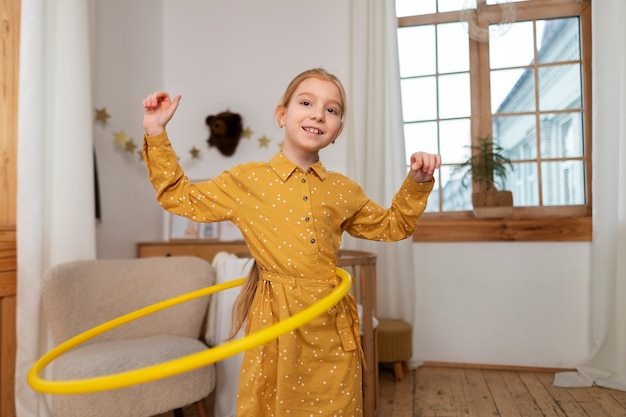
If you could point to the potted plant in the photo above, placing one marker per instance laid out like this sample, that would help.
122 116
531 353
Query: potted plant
486 165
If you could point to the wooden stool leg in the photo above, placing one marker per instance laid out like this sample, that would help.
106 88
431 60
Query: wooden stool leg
397 371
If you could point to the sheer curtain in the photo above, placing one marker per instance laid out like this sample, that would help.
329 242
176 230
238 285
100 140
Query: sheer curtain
606 365
376 144
55 167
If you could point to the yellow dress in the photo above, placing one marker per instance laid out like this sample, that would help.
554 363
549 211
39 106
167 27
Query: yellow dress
292 222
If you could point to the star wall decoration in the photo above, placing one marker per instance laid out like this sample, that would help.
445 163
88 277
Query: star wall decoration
102 116
128 144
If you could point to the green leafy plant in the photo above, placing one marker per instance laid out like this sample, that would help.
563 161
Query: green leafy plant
486 164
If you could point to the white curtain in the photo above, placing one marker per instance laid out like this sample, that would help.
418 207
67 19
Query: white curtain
606 365
376 144
55 201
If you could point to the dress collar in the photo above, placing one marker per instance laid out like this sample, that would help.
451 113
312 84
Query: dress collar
283 167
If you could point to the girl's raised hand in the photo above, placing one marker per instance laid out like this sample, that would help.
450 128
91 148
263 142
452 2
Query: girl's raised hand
159 108
423 166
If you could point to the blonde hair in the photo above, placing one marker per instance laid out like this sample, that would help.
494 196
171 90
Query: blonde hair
243 302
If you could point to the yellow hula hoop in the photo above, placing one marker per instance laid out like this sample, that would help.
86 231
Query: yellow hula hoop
185 363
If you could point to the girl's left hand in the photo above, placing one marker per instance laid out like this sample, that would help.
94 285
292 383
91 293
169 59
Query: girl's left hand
423 166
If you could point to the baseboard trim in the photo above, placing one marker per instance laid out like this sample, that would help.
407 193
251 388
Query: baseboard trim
513 368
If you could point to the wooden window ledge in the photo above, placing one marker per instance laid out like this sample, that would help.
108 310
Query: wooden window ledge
469 229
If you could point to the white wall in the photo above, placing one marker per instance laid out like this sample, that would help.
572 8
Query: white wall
528 306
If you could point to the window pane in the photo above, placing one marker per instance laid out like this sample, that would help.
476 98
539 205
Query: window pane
455 138
414 7
420 137
452 48
454 96
416 49
560 41
563 183
512 91
514 48
456 196
562 135
522 181
559 87
419 98
518 135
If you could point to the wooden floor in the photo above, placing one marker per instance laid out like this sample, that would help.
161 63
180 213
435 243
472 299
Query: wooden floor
455 392
433 391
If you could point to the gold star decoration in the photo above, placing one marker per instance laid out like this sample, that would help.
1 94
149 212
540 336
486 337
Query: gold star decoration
247 133
130 146
101 115
121 137
264 141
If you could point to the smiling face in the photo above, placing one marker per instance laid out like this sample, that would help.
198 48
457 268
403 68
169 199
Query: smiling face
312 117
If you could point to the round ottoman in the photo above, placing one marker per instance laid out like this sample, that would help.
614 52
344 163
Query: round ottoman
395 344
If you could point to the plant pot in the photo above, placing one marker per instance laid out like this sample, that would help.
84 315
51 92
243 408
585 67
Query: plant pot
492 204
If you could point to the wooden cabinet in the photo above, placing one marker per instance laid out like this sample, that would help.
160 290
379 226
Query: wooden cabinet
200 248
360 265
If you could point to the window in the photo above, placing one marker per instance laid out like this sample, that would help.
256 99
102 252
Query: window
518 72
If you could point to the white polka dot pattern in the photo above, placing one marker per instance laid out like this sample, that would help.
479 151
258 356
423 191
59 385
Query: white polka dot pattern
292 222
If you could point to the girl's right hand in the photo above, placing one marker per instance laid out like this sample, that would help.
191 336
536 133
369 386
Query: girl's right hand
159 109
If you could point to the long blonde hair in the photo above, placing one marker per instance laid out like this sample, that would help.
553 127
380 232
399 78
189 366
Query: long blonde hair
243 302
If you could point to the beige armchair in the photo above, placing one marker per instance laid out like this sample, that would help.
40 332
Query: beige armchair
80 295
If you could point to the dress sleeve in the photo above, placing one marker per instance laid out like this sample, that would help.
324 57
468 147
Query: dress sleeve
373 222
206 201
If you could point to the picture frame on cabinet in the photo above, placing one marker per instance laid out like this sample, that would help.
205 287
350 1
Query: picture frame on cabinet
182 228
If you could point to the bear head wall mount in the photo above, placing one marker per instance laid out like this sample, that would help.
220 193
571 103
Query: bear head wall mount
225 131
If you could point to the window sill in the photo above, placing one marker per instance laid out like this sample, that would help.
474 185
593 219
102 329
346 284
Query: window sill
521 227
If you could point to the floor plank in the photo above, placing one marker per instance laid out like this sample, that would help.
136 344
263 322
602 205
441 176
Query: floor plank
456 391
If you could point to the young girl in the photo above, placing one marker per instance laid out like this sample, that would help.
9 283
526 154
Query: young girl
292 213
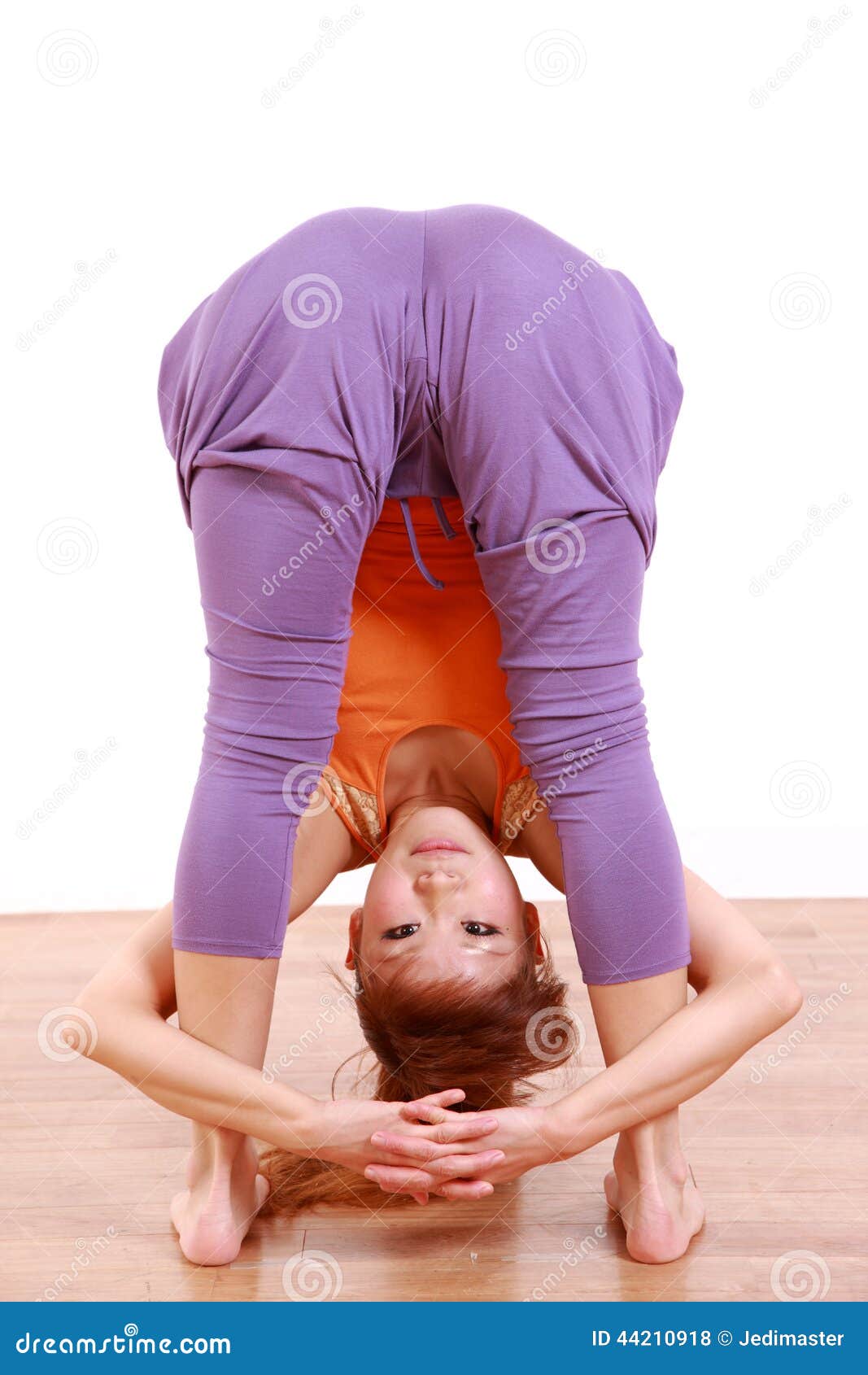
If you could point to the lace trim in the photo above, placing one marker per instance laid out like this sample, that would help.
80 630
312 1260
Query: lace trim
521 803
358 809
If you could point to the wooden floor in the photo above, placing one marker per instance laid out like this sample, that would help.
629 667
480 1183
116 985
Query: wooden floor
778 1150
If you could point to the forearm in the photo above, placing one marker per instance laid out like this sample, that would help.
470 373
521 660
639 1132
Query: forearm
194 1080
688 1052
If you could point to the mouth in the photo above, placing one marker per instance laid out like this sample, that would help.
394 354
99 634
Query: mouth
439 846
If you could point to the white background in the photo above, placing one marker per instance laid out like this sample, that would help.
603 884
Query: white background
155 151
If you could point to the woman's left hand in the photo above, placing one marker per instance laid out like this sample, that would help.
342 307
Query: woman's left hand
527 1136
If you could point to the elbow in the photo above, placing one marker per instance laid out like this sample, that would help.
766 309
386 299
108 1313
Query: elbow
779 992
85 1026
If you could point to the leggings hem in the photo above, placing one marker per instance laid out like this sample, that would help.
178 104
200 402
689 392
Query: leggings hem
241 949
678 962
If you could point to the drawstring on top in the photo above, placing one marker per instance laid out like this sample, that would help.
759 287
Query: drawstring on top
445 526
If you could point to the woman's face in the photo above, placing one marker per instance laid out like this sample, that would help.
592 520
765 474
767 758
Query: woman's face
443 894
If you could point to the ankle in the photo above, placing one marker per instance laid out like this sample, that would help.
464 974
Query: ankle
651 1154
216 1151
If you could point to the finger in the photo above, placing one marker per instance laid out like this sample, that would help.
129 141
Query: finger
465 1189
431 1143
464 1166
457 1126
400 1180
445 1098
432 1103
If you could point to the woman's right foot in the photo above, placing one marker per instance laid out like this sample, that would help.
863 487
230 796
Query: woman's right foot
661 1211
213 1215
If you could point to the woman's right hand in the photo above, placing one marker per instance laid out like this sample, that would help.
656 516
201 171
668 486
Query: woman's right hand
342 1131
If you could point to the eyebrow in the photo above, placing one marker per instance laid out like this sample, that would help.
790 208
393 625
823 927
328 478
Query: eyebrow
465 945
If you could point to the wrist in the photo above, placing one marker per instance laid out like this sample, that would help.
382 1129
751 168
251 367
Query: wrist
302 1124
563 1133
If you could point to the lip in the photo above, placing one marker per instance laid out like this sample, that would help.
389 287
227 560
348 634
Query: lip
439 846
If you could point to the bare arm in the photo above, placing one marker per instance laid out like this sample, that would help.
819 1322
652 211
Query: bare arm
129 1002
743 994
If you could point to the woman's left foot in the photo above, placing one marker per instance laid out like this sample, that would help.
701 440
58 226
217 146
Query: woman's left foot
213 1215
661 1211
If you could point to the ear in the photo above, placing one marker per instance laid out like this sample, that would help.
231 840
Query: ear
531 919
355 932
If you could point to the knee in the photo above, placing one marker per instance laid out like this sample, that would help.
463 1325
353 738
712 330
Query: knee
780 990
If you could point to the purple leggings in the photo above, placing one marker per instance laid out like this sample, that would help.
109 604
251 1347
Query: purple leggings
460 352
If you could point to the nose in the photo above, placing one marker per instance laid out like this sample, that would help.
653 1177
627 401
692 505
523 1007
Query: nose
435 880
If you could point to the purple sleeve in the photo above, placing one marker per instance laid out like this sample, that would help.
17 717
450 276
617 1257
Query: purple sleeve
569 651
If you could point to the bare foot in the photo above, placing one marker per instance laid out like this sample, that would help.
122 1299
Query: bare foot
213 1215
662 1211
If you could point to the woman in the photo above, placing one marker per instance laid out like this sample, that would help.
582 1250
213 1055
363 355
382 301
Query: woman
461 355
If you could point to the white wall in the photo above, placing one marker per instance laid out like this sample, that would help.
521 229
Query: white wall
149 165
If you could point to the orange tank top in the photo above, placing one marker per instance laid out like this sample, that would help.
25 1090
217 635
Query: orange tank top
420 655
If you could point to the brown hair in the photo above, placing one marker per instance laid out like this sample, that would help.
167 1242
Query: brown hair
432 1036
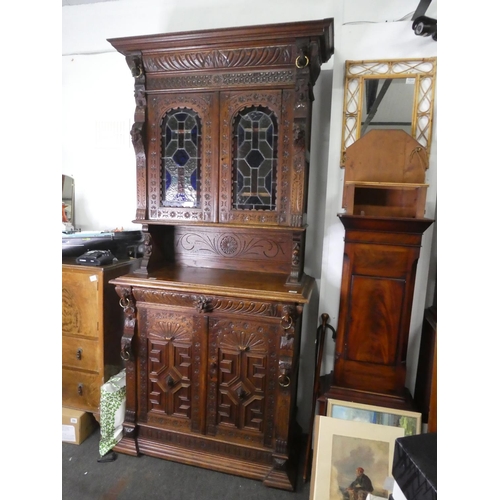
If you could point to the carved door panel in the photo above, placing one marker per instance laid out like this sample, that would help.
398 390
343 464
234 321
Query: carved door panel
255 156
242 379
172 368
183 157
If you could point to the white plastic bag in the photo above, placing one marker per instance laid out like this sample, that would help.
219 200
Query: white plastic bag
112 412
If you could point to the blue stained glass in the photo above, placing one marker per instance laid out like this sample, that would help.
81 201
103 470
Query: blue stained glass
180 157
181 162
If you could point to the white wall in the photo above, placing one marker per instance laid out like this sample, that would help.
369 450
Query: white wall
98 106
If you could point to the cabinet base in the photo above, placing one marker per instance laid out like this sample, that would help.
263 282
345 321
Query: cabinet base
275 471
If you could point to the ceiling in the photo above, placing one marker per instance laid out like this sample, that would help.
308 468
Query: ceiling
80 2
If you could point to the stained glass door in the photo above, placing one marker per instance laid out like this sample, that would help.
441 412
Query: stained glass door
183 161
251 158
—————
Give the lines from the one containing "If you could point to the stained" through the end of the entries again, exactly as written and with no other lines.

If you could point to the stained glass door in the photo above, placing one marker per instance laid out like this sample, that would help.
441 412
Query: stained glass door
183 161
251 158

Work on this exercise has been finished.